Natural-language object grounding data:
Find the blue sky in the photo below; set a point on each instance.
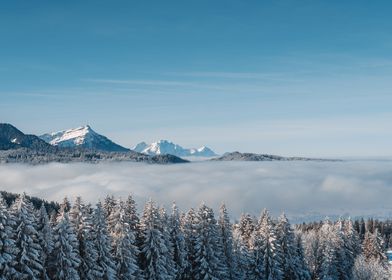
(309, 78)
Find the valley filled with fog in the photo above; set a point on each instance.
(303, 190)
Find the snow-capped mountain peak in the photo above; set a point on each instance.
(163, 147)
(83, 136)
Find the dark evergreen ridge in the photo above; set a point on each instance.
(111, 241)
(237, 156)
(17, 147)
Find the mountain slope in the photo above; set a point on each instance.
(17, 147)
(164, 147)
(237, 156)
(13, 138)
(84, 137)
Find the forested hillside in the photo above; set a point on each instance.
(110, 240)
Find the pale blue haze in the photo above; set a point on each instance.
(306, 78)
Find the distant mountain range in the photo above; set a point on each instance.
(84, 137)
(17, 147)
(164, 147)
(237, 156)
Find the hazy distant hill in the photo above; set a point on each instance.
(17, 147)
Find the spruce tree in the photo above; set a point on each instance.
(207, 249)
(154, 247)
(270, 248)
(293, 263)
(373, 248)
(8, 251)
(65, 258)
(103, 244)
(329, 244)
(225, 231)
(89, 267)
(45, 235)
(178, 241)
(124, 245)
(189, 226)
(28, 260)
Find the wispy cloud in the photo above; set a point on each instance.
(283, 77)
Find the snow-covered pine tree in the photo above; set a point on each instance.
(82, 218)
(207, 250)
(165, 224)
(65, 206)
(124, 249)
(310, 243)
(246, 228)
(178, 242)
(270, 248)
(225, 231)
(8, 251)
(45, 235)
(28, 260)
(75, 215)
(131, 214)
(241, 254)
(373, 248)
(301, 256)
(352, 241)
(154, 251)
(103, 244)
(65, 258)
(369, 270)
(108, 205)
(329, 244)
(189, 226)
(293, 264)
(345, 255)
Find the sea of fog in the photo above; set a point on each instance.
(303, 190)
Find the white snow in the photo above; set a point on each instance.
(162, 147)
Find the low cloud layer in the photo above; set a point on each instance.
(297, 188)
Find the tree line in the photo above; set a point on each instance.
(111, 241)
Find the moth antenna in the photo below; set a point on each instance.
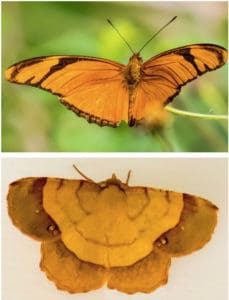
(128, 177)
(157, 33)
(121, 36)
(82, 174)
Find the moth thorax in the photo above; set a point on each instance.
(133, 70)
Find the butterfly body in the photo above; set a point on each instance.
(106, 92)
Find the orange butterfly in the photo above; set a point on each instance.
(106, 92)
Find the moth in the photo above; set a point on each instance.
(108, 233)
(106, 92)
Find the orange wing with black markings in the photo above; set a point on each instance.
(91, 87)
(164, 75)
(107, 92)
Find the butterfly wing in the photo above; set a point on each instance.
(93, 88)
(165, 74)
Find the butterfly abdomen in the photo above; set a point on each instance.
(132, 71)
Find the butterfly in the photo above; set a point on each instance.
(106, 92)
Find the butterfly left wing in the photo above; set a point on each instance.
(164, 75)
(92, 87)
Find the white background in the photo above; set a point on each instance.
(201, 275)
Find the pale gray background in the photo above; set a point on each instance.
(201, 275)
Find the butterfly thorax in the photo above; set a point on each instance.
(132, 71)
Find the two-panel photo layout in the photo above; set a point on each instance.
(114, 155)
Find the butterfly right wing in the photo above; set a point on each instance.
(91, 87)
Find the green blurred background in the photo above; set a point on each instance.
(34, 120)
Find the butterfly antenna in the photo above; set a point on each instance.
(157, 33)
(128, 45)
(128, 177)
(82, 174)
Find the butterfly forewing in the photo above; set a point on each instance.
(91, 87)
(169, 71)
(163, 75)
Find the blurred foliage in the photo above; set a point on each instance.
(33, 120)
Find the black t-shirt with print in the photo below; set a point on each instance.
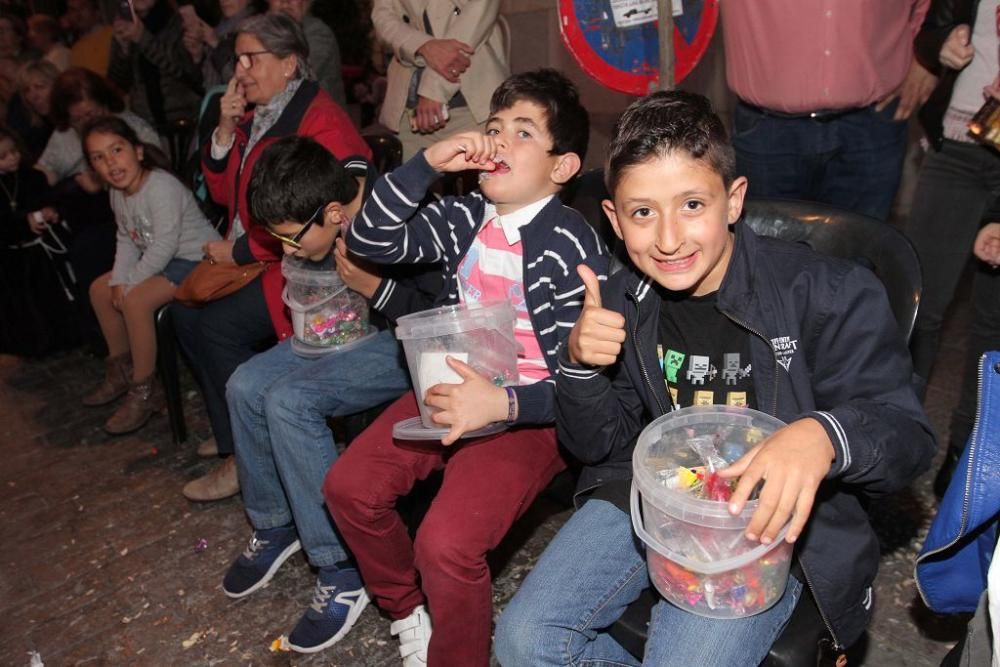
(704, 356)
(705, 360)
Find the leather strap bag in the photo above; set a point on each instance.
(209, 281)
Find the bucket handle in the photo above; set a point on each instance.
(289, 300)
(650, 541)
(636, 514)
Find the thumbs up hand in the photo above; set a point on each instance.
(598, 334)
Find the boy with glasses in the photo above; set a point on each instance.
(279, 402)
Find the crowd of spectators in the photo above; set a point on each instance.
(131, 142)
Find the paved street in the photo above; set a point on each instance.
(105, 563)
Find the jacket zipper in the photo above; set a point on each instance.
(973, 440)
(774, 410)
(638, 353)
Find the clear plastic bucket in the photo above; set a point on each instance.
(326, 315)
(480, 335)
(698, 556)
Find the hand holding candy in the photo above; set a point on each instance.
(468, 406)
(792, 463)
(466, 150)
(987, 246)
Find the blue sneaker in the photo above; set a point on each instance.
(337, 603)
(264, 554)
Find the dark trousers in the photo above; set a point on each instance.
(216, 339)
(852, 161)
(955, 191)
(488, 484)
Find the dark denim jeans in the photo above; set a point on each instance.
(852, 161)
(278, 405)
(216, 339)
(955, 191)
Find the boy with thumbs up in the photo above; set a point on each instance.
(709, 313)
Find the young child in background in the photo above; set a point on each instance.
(513, 240)
(279, 401)
(160, 234)
(35, 283)
(822, 353)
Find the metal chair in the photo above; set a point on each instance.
(166, 364)
(828, 230)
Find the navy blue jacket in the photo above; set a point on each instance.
(823, 344)
(393, 228)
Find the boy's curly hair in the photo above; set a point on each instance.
(566, 117)
(664, 122)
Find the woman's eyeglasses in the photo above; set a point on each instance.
(296, 241)
(248, 59)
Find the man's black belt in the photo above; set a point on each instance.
(820, 115)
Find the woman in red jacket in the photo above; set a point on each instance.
(271, 95)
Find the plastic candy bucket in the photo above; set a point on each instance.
(326, 315)
(481, 336)
(698, 556)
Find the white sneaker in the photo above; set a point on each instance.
(414, 634)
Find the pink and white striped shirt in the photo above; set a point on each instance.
(492, 270)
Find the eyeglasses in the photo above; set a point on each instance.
(248, 60)
(296, 241)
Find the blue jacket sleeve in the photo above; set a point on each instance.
(392, 227)
(877, 426)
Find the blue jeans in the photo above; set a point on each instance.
(852, 161)
(593, 569)
(278, 405)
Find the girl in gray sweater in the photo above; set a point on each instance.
(161, 232)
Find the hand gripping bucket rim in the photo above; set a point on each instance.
(701, 567)
(456, 319)
(681, 505)
(300, 307)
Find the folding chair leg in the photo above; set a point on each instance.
(166, 352)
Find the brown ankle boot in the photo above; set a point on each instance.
(221, 482)
(117, 376)
(142, 401)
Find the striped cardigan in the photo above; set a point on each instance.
(392, 228)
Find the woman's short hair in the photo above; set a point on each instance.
(45, 24)
(282, 36)
(43, 69)
(77, 84)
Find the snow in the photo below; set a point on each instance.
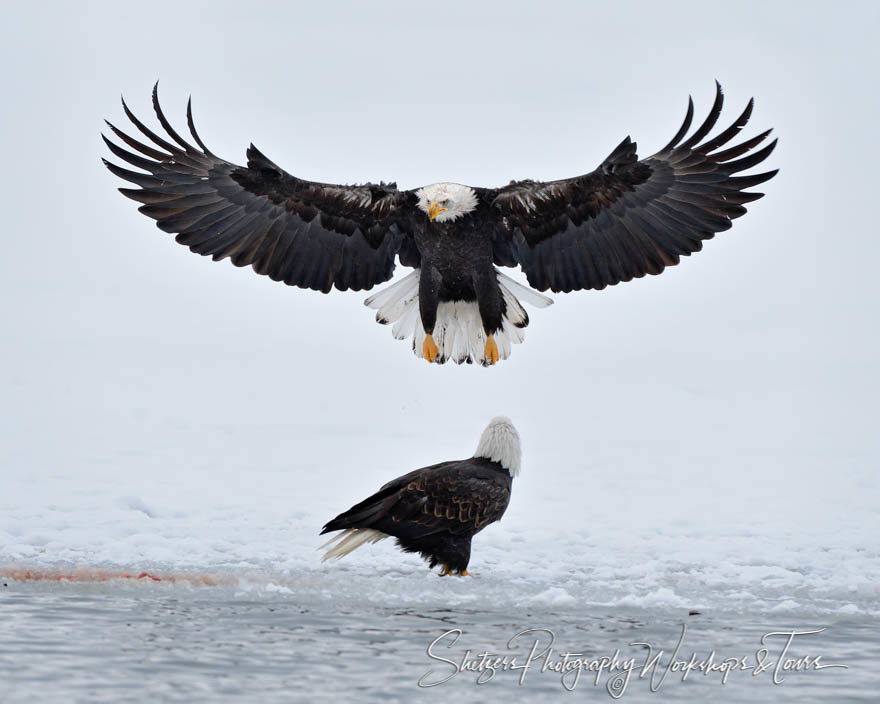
(627, 531)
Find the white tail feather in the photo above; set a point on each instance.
(350, 540)
(458, 332)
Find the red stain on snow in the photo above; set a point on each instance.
(91, 574)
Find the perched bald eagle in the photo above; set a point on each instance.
(436, 510)
(626, 219)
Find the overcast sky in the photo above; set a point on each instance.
(117, 339)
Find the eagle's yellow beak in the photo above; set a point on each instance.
(434, 209)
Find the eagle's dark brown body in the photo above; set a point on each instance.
(435, 511)
(627, 218)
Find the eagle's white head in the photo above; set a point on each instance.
(445, 202)
(500, 443)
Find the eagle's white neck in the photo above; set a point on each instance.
(457, 199)
(500, 443)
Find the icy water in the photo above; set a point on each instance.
(117, 641)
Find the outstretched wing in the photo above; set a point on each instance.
(307, 234)
(628, 218)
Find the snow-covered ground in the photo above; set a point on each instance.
(705, 440)
(745, 529)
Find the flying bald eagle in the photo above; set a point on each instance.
(436, 510)
(627, 218)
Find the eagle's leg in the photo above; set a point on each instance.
(492, 308)
(429, 299)
(491, 350)
(429, 348)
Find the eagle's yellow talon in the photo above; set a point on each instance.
(491, 350)
(429, 348)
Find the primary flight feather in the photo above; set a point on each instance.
(625, 219)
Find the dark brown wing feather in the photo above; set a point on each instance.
(307, 234)
(628, 218)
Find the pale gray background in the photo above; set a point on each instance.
(704, 439)
(121, 348)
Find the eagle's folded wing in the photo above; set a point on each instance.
(307, 234)
(628, 218)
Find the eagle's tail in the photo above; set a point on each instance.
(459, 333)
(349, 540)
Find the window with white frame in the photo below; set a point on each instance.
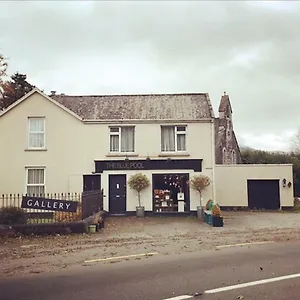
(36, 138)
(35, 181)
(233, 157)
(122, 139)
(173, 138)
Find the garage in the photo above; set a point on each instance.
(263, 194)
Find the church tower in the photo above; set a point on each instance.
(227, 149)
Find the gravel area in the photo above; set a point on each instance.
(129, 235)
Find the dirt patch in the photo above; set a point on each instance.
(130, 235)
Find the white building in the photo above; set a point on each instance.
(59, 143)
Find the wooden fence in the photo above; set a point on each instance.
(39, 215)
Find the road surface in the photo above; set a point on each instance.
(261, 271)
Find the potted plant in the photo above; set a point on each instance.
(139, 182)
(217, 219)
(200, 183)
(208, 207)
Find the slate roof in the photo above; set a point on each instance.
(187, 107)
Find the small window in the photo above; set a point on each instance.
(36, 138)
(224, 155)
(122, 139)
(35, 181)
(173, 138)
(233, 157)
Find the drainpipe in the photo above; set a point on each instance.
(213, 159)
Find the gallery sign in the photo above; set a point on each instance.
(153, 164)
(49, 204)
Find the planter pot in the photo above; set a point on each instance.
(140, 211)
(217, 221)
(200, 212)
(92, 228)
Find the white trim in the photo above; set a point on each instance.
(36, 90)
(28, 133)
(26, 177)
(176, 133)
(148, 121)
(119, 134)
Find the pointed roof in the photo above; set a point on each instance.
(139, 107)
(225, 103)
(36, 90)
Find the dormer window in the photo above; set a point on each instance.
(122, 139)
(173, 138)
(36, 133)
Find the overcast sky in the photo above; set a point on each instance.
(251, 50)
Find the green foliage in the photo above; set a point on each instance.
(200, 183)
(138, 182)
(10, 215)
(216, 211)
(208, 204)
(251, 156)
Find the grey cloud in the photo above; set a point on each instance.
(247, 49)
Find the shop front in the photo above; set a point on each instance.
(168, 192)
(171, 192)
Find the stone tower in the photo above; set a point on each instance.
(227, 148)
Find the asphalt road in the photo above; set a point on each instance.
(165, 276)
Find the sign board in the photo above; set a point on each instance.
(49, 204)
(153, 164)
(180, 196)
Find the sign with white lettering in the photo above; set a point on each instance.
(49, 204)
(153, 164)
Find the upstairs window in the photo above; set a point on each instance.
(173, 138)
(233, 157)
(36, 138)
(122, 139)
(35, 181)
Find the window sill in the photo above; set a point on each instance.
(173, 154)
(34, 150)
(122, 154)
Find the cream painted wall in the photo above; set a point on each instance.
(72, 146)
(231, 182)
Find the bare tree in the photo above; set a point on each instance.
(295, 142)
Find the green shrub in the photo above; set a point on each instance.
(10, 215)
(216, 211)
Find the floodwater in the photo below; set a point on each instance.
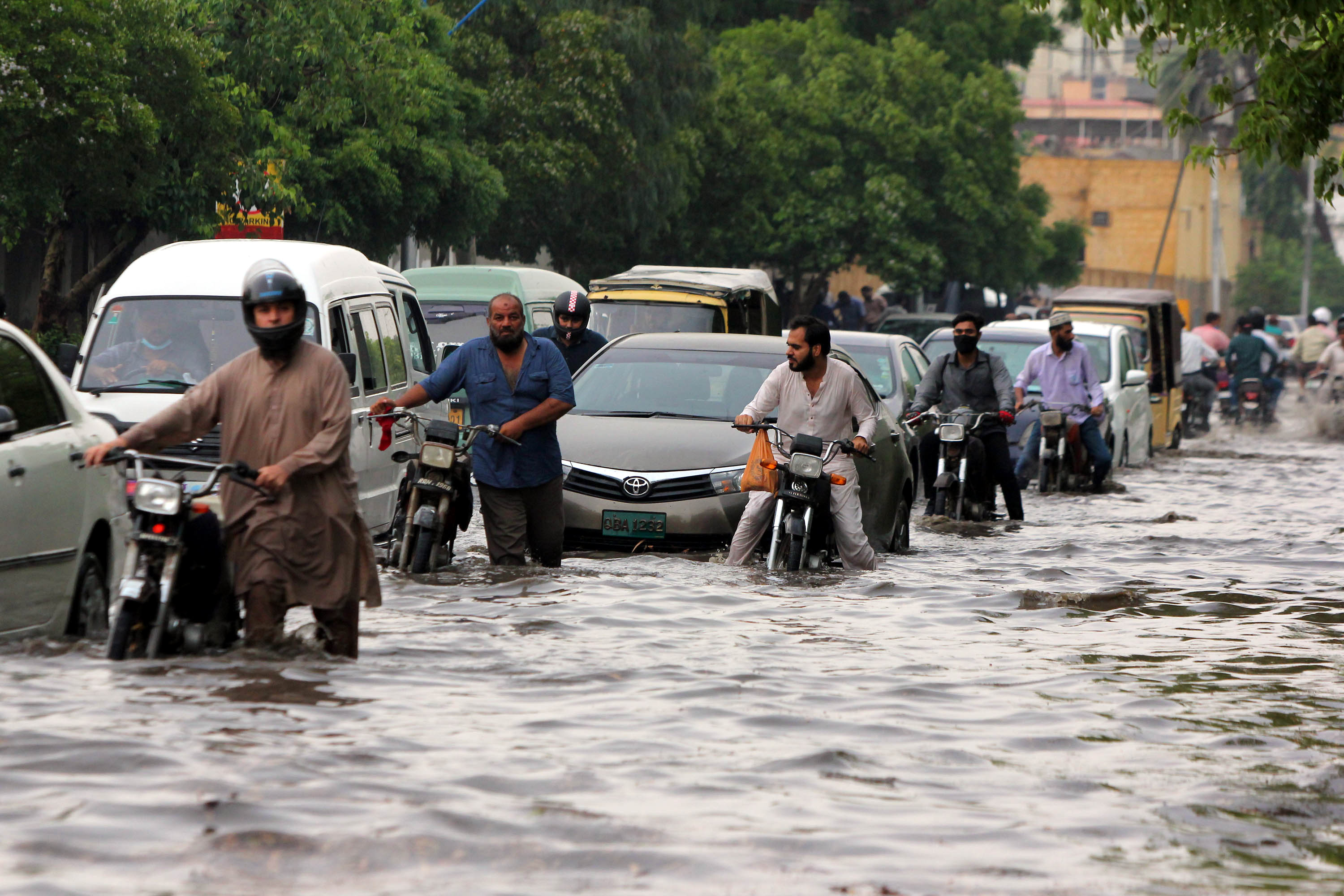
(1132, 694)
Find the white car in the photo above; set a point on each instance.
(62, 527)
(1123, 379)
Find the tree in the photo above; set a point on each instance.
(111, 121)
(1296, 93)
(822, 150)
(373, 128)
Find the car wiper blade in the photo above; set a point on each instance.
(128, 386)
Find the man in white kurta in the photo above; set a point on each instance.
(815, 397)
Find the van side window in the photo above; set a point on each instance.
(392, 346)
(26, 390)
(422, 351)
(370, 350)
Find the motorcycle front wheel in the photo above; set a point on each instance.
(422, 548)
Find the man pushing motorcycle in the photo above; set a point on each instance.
(819, 398)
(1068, 377)
(284, 409)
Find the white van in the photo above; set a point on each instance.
(190, 293)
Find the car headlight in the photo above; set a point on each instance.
(728, 481)
(806, 465)
(436, 454)
(158, 496)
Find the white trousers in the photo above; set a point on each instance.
(846, 516)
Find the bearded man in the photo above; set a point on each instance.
(284, 409)
(522, 385)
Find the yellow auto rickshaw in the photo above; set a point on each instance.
(659, 299)
(1154, 320)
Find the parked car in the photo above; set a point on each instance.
(189, 293)
(62, 526)
(893, 365)
(651, 299)
(651, 439)
(1119, 369)
(916, 327)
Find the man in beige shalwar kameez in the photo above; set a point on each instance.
(283, 409)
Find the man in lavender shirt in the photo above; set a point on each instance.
(1068, 377)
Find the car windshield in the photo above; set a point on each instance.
(455, 323)
(1015, 351)
(615, 319)
(877, 365)
(164, 345)
(912, 326)
(646, 382)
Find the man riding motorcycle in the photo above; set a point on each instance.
(979, 381)
(1068, 377)
(572, 334)
(819, 398)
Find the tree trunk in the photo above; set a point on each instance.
(50, 302)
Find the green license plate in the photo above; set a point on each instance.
(625, 524)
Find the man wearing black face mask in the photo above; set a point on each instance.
(979, 381)
(572, 334)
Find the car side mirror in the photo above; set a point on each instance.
(9, 424)
(349, 361)
(68, 357)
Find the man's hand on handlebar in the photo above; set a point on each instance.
(95, 456)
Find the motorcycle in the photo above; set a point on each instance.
(1252, 402)
(175, 594)
(951, 496)
(803, 534)
(435, 501)
(1065, 464)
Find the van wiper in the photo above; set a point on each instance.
(129, 386)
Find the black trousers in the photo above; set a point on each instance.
(518, 520)
(987, 454)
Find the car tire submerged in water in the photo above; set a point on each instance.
(89, 610)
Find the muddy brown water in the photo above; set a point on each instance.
(1131, 694)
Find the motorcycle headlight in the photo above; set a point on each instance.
(728, 481)
(806, 465)
(435, 454)
(158, 496)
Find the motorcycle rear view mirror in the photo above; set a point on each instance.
(349, 361)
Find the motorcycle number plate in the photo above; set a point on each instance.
(629, 524)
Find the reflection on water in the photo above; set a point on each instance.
(1132, 692)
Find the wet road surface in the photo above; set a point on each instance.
(1132, 694)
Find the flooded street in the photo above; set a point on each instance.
(1132, 694)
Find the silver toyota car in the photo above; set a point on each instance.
(652, 464)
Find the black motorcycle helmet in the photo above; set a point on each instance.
(269, 281)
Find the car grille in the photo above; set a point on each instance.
(605, 487)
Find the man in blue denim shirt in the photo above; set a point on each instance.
(522, 385)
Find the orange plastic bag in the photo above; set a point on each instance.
(756, 477)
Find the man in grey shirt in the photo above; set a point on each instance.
(979, 381)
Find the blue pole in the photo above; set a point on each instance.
(468, 17)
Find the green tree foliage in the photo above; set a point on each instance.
(822, 150)
(357, 101)
(590, 109)
(1296, 93)
(109, 121)
(1273, 280)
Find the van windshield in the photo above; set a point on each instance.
(164, 345)
(615, 319)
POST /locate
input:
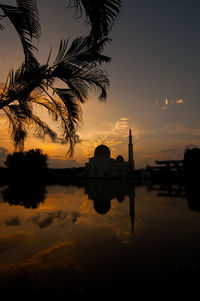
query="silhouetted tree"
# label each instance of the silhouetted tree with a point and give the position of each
(191, 163)
(77, 65)
(191, 175)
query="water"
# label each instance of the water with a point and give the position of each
(100, 238)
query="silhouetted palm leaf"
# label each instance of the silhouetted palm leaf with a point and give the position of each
(99, 13)
(25, 19)
(28, 88)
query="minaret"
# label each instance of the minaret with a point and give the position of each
(130, 151)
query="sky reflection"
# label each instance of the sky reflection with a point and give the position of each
(66, 237)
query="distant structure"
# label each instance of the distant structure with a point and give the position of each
(103, 166)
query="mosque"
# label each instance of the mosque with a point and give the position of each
(103, 166)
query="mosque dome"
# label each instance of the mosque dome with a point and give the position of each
(120, 159)
(102, 151)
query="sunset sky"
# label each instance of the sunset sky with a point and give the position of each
(154, 81)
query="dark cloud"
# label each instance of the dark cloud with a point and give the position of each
(46, 221)
(15, 221)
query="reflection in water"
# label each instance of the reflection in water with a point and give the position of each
(72, 247)
(28, 195)
(189, 191)
(103, 191)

■ **Instructions to follow**
Look through the data and show every line containing "query".

■ **Your response**
query="silhouetted tree"
query="water"
query="silhouetted palm leaf"
query="minaret"
query="sky reflection"
query="distant structure"
query="mosque"
query="mosque dome"
query="sunset sky"
query="dark cloud"
query="reflection in water"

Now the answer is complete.